> **What the task asks**
Below, pick up the memoir passage about the Trinity County road survey where it stops and keep writing it onward from its last sentence.

> **Source passage**
--*--
You see, in November 1931, President Hoover was defeated for re-election by FDR so from November until March 4, Hoover was a "lame duck" president. John Garner was a big power in the Senate, especially after the election because now he was Vice President elect. So! He blocked deficiency appropriations to spite Hoover and make his "lame duck" months look especially bad, and to make FDR the big hero by getting things going again! Grrr! I never thought I'd agree on anything with John L. Lewis, the busy-browed, hard boiled, mean tempered president of the Miners Union, but I endorsed his opinion of Mr. Garner 100 percent, which was: "In my opinion Mr. Garner is a whiskey drinking, tobacco chewing, evil old man!"
Despite the old buzzard, I survived the five months layoff and was called back to duty the first of July on a survey in Trinity County. The survey was for a relocation of the road from Douglas City to Hayfork. This location is northwest of Redding and not very far from the ancient mining town of Shasta.
Going up to the project I was driving a Government survey truck, a ¾ ton Dodge screen side. I was supposed to leave the State Highway at Douglas City when Weaverville suddenly showed up. I realized I somehow missed my turnoff. I asked a man on the street where Douglas City was. He replied, "You just came in from the South, you passed it seven miles back. If you remember where there are two houses and a service station. That is Douglas City." So I went back, found the turnoff, and finally got to Hayfork.
--*--
> **Information provided**
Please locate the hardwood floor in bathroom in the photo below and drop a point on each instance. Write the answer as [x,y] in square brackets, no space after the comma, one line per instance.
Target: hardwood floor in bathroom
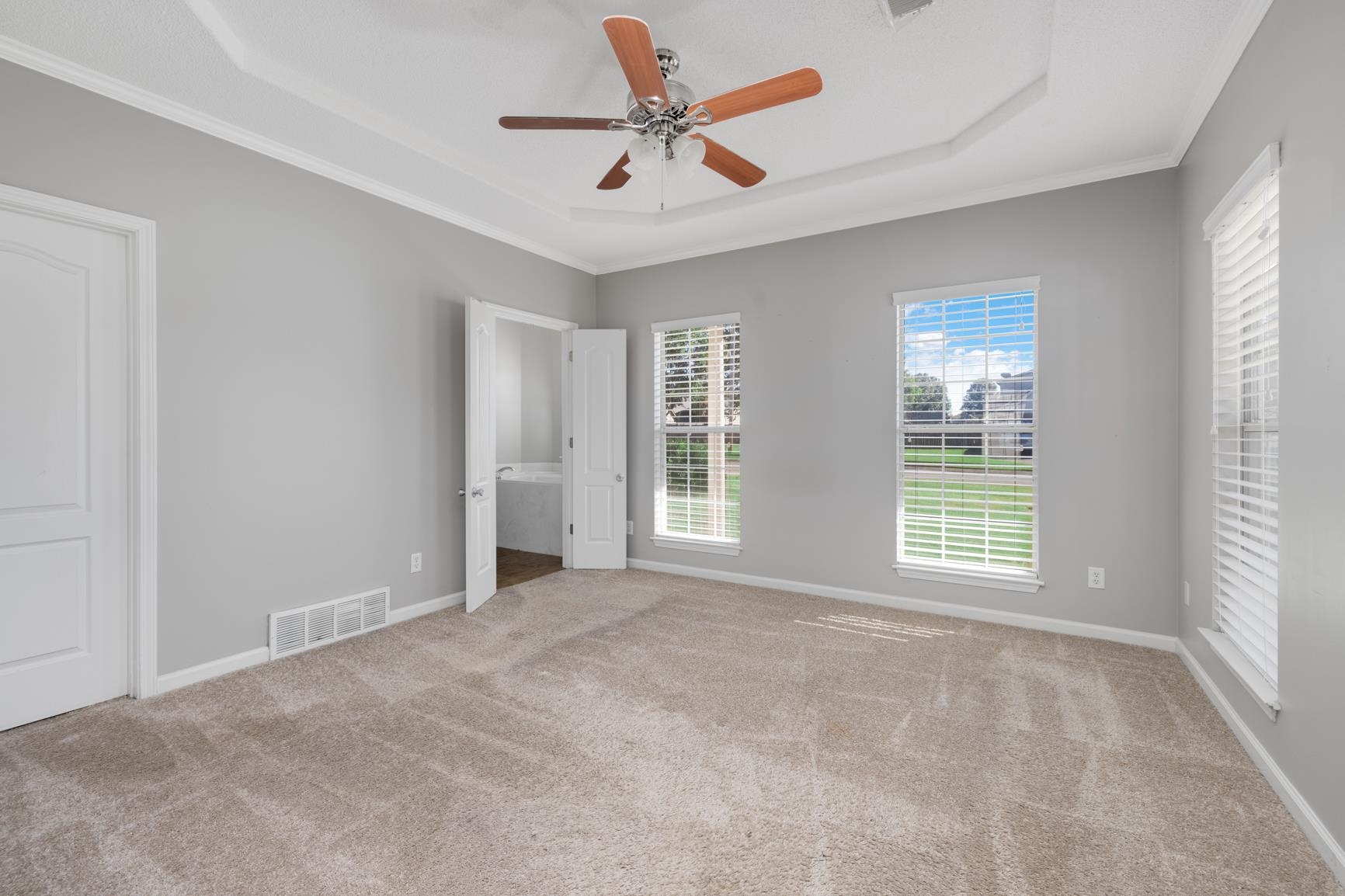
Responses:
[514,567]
--*--
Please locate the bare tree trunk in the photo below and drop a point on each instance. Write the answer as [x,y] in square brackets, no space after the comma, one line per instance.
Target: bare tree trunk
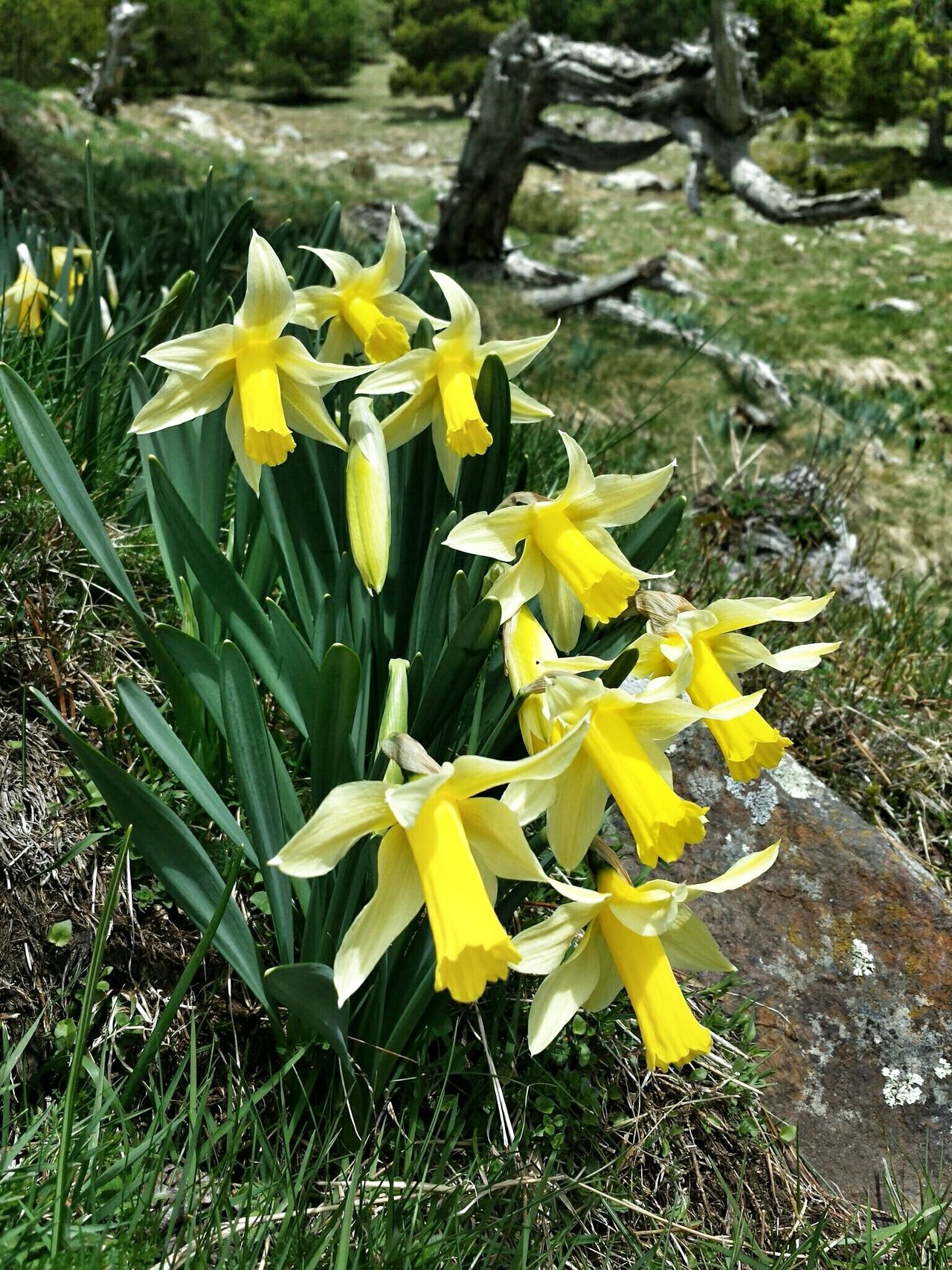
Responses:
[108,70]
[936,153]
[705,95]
--*--
> **Solved problem**
When I was a boy my folks lived on a not-too-good farm in Indiana and Father had to work very hard to make a decent living. So, I was no stranger to poverty. But I had never seen an entire community as poverty stricken as Hayfork was in 1932 - in fact, the condition was the same all over Trinity County. I'll bet there weren't six bathtubs in the entire county - Hayfork didn't have a single one. We bathed in the creek. The district didn't have a regular school bus, just a one ton Model A Ford stock rack truck with a homemade top and canvas sides with a "perfection" kerosene heater.
The village had a church, but they couldn't use it because a tree had fallen on the roof and ruined about half of one side. During the summer one of the local school teachers organized a Sunday school which was held in the school building. The only ones who came were mothers and younger children. The kids came barefoot and in clean everyday clothes; they didn't have anything better.
Now I'd better quit yapping about poverty and put in a few blurbs about the survey project. First let me say it was difficult country; miles of sidehill covered with thorny live oak brush so dense that walking through it was impossible until a path was chopped out.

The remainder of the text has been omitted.